## begin Source excerpt

Monads are monoid (objects) in the (monoidal) category of endofunctors (which is monoidal with respect to functor composition).

The proof, using no axioms, is here.

Now, just how much category theory was needed to establish this fact?

Categories

We start with concept of a category, which has objects of some Type, and arrows between objects of some other Type. In this way, objects and arrows can be almost anything, except they must provide: identity arrows on every object, and composition of arrows, with composition being associative and identity arrows having no effect on composition.

All arrows between two objects forms a set of arrows, called a “hom-set”. In my library, these are actually constructive hom-setoids, allowing a category-specific definition of what it means for two members of a hom-setoid to be “equivalent”. The fact that it is constructive means that the witness to this equivalence must be available to later functions and proofs, and not only the fact that a witness had been found.

Functors

Given two categories, which may have different objects, arrows and hom equivalences, it is sometime possible to map objects to objects, arrows to arrows, and equivalences to equivalences, so long as identity arrows, composition, and the related laws are preserved. In this case we call such a mapping a “functor”.

## end Source excerpt

→ Prompt 1
Repeat word for word the dataset item rows from the line containing "of the wooden" through the last row, including both ends.

## begin Supplied data

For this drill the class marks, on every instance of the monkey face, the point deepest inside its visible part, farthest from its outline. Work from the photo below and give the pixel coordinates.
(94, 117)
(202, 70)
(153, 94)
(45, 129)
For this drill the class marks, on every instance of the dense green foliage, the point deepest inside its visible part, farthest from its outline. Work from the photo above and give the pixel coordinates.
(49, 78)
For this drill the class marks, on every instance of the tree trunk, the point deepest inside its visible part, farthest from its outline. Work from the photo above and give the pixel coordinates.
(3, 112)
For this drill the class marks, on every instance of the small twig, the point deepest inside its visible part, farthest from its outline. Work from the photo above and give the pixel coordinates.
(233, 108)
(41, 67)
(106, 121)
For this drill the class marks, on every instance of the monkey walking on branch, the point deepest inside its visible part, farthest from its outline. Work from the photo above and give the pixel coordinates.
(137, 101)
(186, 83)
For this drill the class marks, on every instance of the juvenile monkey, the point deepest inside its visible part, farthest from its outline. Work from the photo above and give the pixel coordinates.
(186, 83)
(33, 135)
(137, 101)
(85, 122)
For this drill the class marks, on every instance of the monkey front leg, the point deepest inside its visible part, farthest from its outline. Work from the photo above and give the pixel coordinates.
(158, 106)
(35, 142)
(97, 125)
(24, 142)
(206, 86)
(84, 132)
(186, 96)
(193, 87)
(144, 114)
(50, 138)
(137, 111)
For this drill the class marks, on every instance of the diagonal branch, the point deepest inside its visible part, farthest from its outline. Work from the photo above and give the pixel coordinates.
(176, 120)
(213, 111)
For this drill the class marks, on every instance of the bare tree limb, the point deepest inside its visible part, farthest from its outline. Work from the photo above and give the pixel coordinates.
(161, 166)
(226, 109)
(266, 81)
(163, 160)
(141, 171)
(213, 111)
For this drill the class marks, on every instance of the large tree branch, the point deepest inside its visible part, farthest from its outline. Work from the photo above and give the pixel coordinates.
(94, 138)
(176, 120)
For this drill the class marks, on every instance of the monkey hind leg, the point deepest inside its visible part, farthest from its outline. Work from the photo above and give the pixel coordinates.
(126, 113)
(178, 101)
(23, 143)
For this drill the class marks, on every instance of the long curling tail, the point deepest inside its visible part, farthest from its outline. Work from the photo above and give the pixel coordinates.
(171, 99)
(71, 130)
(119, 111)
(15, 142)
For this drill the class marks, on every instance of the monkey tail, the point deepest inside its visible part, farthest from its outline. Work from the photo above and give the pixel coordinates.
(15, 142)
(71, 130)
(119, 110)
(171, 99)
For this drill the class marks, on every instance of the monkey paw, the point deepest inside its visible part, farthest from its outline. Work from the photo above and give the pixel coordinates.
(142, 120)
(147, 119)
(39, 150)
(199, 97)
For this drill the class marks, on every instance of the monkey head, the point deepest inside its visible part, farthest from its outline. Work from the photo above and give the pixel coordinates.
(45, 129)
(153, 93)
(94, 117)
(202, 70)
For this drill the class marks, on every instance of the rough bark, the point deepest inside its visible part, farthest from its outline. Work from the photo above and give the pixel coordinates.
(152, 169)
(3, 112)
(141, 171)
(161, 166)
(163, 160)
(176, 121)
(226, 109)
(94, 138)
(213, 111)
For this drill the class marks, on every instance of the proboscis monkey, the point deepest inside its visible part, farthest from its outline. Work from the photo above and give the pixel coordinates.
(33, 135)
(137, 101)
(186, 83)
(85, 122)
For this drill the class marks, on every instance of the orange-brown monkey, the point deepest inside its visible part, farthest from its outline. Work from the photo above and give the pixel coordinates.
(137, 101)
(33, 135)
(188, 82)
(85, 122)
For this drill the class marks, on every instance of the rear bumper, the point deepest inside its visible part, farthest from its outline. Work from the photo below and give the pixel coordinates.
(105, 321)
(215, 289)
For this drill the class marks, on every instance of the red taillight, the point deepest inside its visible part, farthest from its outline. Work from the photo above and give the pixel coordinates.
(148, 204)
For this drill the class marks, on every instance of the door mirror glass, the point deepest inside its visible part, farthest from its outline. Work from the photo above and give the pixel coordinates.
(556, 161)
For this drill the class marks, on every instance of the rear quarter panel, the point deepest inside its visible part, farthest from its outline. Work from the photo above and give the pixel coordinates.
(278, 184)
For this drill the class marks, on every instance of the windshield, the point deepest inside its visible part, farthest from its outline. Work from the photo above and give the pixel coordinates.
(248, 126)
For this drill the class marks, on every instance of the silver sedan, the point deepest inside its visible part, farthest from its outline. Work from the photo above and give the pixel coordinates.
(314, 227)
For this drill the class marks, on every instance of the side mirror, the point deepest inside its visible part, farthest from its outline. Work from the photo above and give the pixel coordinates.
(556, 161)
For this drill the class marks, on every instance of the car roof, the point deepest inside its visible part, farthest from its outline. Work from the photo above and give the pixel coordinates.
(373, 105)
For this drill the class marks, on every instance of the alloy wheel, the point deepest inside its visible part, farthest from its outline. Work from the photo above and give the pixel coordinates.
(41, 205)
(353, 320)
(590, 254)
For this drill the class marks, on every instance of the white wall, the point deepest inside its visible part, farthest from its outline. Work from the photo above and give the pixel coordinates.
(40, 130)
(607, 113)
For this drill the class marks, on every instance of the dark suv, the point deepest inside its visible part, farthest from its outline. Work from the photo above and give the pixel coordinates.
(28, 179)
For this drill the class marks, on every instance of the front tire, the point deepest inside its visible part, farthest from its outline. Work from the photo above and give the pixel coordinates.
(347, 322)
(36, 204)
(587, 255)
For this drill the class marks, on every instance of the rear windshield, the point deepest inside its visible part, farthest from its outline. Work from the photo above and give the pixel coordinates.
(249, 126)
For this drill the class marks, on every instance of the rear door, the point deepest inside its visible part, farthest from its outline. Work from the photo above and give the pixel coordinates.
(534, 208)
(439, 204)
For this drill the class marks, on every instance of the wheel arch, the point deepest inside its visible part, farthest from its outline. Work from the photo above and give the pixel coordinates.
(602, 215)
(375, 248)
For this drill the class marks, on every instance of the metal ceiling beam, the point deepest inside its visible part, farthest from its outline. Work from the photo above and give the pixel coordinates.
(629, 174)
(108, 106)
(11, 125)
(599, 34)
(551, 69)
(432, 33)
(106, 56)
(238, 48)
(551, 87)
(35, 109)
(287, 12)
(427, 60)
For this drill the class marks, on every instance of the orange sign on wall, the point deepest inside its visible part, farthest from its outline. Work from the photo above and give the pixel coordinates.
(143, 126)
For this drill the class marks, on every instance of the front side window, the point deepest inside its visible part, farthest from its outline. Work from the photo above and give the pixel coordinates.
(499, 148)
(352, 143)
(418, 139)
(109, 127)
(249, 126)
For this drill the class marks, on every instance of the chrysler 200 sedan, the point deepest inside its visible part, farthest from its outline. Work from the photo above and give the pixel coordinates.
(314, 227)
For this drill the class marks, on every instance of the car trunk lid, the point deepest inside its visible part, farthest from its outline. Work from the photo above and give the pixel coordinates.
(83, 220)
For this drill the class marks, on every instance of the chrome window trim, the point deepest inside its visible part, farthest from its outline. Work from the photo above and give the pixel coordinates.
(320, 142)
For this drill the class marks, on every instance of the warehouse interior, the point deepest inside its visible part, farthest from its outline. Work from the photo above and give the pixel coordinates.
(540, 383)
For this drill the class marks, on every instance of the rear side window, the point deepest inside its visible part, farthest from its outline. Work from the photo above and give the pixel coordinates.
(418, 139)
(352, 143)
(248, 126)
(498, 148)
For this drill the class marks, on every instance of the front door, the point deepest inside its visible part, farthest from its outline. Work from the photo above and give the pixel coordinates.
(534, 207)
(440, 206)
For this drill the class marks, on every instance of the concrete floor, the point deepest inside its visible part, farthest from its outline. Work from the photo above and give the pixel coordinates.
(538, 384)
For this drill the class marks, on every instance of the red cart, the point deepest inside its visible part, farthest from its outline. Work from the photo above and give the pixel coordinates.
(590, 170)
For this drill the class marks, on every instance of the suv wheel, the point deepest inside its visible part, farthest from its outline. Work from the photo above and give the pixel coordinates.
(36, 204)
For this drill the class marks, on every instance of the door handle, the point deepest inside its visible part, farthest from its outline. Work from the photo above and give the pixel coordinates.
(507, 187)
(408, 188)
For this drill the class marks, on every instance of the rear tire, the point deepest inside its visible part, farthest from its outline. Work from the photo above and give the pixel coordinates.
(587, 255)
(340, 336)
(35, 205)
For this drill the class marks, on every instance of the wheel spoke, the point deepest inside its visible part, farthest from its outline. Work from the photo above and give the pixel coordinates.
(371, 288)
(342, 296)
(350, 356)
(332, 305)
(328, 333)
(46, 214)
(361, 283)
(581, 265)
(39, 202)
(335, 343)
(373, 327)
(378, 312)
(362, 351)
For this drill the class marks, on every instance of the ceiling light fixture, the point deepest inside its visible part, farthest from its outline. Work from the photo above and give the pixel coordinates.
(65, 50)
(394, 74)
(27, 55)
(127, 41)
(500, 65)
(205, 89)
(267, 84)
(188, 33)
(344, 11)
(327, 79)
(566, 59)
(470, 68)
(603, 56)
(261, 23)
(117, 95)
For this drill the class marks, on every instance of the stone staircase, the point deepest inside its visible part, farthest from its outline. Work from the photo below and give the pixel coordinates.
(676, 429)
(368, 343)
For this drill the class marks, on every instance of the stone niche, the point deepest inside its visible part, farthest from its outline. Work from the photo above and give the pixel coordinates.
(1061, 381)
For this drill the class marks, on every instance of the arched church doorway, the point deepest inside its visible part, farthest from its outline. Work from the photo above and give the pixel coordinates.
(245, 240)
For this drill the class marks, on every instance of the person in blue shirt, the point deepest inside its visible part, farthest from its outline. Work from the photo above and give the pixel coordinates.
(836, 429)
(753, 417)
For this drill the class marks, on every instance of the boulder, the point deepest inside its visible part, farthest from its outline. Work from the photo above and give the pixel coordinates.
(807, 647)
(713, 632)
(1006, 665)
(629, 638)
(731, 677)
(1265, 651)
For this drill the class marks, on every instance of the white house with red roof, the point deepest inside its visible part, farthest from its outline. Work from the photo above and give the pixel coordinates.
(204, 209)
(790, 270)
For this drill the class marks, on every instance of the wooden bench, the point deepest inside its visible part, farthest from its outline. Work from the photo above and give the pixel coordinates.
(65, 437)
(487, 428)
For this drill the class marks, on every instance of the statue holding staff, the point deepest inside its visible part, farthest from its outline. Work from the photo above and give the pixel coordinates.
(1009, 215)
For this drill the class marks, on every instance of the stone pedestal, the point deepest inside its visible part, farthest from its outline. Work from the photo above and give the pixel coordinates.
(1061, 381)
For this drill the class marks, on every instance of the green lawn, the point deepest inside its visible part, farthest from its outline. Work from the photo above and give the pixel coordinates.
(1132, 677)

## end Supplied data

→ Prompt 2
Carry on the excerpt about monads and category theory from the point where it stops.

→ Task response 1
For this drill the class marks, on every instance of the wooden bench, the point deepest inside its visible part, farthest from its outline. Work from the photo above and give the pixel coordinates.
(65, 437)
(487, 428)
For this drill the class marks, on every instance of the statue holding staff, the point deepest inside its visible part, farthest from its outline. Work from the photo above and give the pixel coordinates.
(1009, 215)
For this drill the class marks, on every instance of the stone pedestal, the point deepest inside its visible part, farthest from its outline. Work from the photo above and give the pixel coordinates.
(1061, 381)
For this drill the class marks, on every instance of the green lawn, the point deepest inside its visible part, farthest from its outline. Work from the photo above and give the pixel coordinates.
(1132, 677)

→ Task response 2
Natural transformations

While functors map between categories, natural transformations map between functors, along with a “naturality” condition that performing the transformation before or after utilizing the related functors has no effect on the result.

Isomorphisms

Two objects in a category are said to be isomorphic if there are arrows for one to the other, and back, and the composition of these two arrows is equivalent to identity in both directions.

Note that since the type of objects and arrows is unknown in the general case, the “meaning” of isomorphism can vary from category to category, as we will see below in the case of Cat, the category of all categories.

Cartesian categories

Although objects are just abstract symbols, sometimes it’s possible to reveal additional structure about a category through the identification of arrows that give us details about the internal structure of some object.

One such structure is “cartesian products”. This identifies a product object in the category, in terms of introduction and elimination arrows, along with a universal property stating that all product-like objects in the category must be mappable (in terms of their being a product) to the object identified by the cartesian structure.

For example, I could pick tuples (a, b) in Haskell as a product , or some custom data type Tuple, or even a larger data structure (a, b, c), and all of these would be products for a and b. However, only tuples and Tuple are universal, in the sense that every other product has a mapping to them, but not vice versa. Further, the mapping between tuple and Tuple must be a isomorphism. This leaves me free to choose either as the product object for the Haskell category.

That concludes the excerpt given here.